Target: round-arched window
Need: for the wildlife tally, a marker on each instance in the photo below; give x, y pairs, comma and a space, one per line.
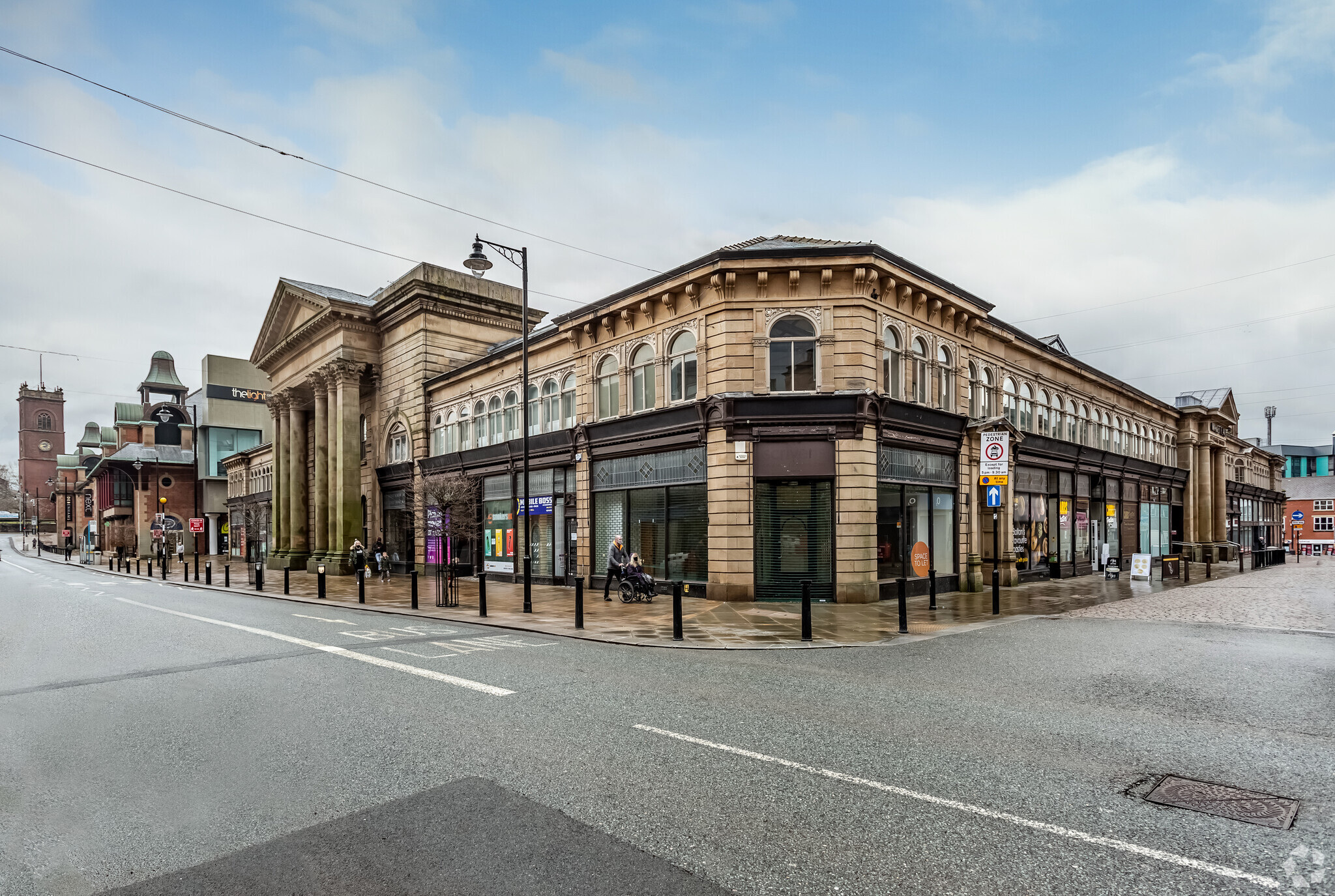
...
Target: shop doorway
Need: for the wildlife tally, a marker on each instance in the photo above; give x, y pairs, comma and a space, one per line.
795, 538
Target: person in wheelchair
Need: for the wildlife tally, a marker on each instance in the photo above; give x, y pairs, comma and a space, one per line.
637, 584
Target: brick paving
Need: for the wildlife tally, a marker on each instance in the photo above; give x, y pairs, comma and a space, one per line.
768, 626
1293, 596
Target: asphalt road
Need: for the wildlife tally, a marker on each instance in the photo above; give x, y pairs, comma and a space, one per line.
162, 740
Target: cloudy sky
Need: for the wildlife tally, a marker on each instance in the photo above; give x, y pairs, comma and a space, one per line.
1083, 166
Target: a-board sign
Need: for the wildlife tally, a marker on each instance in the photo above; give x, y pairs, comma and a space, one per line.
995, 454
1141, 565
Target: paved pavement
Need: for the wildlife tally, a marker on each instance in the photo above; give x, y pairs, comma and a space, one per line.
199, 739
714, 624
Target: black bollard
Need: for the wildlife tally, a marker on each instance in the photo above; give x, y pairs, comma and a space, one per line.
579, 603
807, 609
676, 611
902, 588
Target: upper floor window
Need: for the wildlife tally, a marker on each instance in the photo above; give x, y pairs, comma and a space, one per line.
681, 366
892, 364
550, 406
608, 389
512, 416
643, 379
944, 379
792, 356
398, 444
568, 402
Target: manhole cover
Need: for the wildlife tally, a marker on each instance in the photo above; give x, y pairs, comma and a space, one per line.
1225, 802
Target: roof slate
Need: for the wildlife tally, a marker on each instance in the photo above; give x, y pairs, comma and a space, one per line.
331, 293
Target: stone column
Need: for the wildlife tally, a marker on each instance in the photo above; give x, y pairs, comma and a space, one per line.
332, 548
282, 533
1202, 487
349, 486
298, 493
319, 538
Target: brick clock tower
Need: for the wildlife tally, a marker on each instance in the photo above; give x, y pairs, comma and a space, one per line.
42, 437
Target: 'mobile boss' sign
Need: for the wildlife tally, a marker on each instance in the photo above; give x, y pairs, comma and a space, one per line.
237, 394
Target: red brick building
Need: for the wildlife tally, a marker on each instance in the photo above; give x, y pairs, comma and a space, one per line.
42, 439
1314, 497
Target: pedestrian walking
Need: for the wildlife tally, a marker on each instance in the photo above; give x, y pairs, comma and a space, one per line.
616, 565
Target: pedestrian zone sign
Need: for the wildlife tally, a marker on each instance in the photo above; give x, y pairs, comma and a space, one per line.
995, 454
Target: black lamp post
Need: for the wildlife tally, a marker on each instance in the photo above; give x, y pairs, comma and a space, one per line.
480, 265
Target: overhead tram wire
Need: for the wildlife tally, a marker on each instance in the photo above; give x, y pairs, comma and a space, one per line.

> _WRITTEN TASK_
Copy out the listing word for word, from the line that holds "Target: round-arched window" through the line that holds "the photo below;", with both of those lines included.

> _RESPONSE TO THIS EXERCISE_
Target: round-arched window
Need: for the wildlife tally, a marker on each instance in the photo below; give x, y pairs, comma and a space, one per line.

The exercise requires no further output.